◆ TAREA REQUERIDA ◆
Según el pasaje sobre el hospital, ¿cuántos heridos entraron entre las 7.56 y las 9.15?

◆ PASAJE SELECCIONADO ◆
- - - -

La noticia recorre todas las esquinas de un hospital donde nunca se ha ensayado la reacción ante una catástrofe externa. El incesante sonido de las sirenas pone en guardia a todo el personal sin necesidad de una orden. No hay cambio de turno a las ocho de la mañana. Todos deciden quedarse. Y actuar deprisa.

Prioridad uno: despejar las urgencias de los enfermos de la noche. Quien puede empuja una camilla. Francisco Duque ve a un catedrático haciendo de celador. "Sale una cama cada 15 segundos", piensa, y luego repara en otro detalle: "Sorprendentemente, a pesar del nerviosismo, las camillas no chocan unas con otras". El personal improvisa decisiones: una enfermera da la orden de que sólo se cambien las sábanas que estén manchadas. Hace falta liberar camas como sea.

Uno de los perros huele algo. La policía echa a empujones a las autoridades

En el parque del Retiro, un joven de 30 años camina despacio, con la vista perdida. Camina y camina. Viene de Atocha y no recuerda lo que ha pasado. Viene de un tren que ha explotado, pero ha olvidado la explosión. Solo camina por el Retiro.

En urgencias, el drama está vivo. Más ambulancias. Gente cuyos rostros sangran en abundancia. Es el efecto de la metralla. Lesiones leves, aunque muy llamativas. No hay tiempo para reunirse: llega el jefe de la UCI, el jefe de cirugía, todos con su teléfono móvil. Un urólogo infantil se coloca unos guantes y decide situarse donde entran las ambulancias. Todo es muy rápido: entran 229 heridos entre las 7.56 y las 9.15. Jamás el Gregorio Marañón había soportado una presión semejante. El urólogo ha tomado una decisión: hará un primer diagnóstico visual y gritará a viva voz si el herido necesita silla o camilla.

- - - -

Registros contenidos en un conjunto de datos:
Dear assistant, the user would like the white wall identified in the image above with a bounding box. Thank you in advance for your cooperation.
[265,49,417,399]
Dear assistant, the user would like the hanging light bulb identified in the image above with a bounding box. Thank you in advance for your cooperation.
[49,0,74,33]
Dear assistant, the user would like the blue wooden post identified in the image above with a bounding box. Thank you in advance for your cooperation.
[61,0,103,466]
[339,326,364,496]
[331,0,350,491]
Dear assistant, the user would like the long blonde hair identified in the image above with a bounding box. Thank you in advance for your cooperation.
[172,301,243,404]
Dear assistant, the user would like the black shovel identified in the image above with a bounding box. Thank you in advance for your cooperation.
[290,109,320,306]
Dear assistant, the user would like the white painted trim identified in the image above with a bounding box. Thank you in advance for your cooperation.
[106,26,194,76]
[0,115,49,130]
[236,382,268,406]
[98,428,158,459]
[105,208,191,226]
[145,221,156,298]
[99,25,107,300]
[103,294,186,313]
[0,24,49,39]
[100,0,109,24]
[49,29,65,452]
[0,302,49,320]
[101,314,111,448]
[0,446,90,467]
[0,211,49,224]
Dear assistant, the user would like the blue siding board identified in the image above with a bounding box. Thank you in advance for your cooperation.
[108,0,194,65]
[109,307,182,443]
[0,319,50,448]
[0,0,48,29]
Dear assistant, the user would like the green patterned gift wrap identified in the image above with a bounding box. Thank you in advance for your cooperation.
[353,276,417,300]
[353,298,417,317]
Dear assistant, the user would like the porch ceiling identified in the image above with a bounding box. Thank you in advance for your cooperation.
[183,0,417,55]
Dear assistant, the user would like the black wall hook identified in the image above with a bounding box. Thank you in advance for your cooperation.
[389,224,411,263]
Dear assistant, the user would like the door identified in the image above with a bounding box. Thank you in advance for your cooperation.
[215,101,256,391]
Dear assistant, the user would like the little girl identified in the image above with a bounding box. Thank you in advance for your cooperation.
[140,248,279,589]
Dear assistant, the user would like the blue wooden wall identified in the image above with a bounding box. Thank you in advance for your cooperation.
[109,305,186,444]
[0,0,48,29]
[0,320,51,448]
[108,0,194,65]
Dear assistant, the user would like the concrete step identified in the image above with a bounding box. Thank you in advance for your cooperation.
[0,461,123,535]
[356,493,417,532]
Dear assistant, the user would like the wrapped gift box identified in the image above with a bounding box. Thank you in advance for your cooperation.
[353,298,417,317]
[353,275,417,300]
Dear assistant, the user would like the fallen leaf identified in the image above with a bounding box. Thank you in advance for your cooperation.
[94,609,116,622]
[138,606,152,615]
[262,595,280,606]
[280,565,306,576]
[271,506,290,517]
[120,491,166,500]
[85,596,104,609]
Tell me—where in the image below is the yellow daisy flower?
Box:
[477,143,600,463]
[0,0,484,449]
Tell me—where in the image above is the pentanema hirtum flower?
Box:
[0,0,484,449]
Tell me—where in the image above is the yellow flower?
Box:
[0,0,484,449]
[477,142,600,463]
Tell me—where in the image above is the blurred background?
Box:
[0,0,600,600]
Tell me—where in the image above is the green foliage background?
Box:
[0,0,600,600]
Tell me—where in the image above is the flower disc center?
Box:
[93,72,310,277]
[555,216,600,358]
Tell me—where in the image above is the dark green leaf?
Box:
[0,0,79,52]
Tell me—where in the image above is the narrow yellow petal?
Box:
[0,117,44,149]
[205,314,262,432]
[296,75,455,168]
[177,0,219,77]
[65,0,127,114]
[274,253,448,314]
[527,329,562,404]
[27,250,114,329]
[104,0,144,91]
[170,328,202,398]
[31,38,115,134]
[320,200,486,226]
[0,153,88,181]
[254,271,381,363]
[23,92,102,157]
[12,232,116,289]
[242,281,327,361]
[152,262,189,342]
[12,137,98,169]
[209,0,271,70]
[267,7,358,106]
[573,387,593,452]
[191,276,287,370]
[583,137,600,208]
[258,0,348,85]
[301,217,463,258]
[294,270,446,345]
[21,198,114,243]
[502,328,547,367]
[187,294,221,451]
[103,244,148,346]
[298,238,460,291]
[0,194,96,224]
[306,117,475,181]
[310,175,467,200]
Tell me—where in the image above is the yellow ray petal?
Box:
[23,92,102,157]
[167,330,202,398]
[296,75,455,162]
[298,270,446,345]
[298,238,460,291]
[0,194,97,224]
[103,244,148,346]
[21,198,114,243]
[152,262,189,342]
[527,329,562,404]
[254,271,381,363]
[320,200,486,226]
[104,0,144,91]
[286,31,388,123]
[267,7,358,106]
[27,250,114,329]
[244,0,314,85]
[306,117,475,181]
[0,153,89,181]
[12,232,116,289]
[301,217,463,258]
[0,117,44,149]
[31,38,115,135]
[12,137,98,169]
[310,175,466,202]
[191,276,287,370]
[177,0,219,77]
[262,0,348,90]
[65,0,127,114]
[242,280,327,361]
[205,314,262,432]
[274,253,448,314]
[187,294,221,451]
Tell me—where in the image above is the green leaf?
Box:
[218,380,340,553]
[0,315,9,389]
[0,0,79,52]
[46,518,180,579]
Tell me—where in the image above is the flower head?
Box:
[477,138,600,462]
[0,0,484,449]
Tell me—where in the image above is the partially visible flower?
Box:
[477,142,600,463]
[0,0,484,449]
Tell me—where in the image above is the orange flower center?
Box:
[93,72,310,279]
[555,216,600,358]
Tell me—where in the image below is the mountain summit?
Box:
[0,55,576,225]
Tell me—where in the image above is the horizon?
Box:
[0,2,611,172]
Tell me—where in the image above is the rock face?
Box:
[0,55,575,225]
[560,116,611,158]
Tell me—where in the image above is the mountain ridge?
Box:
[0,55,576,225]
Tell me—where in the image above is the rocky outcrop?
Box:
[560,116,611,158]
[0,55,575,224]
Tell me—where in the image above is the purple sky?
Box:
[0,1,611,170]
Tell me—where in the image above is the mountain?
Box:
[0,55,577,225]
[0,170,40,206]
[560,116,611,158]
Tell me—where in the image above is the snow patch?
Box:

- - - -

◆ RESPUESTA ◆
Entraron 229 heridos.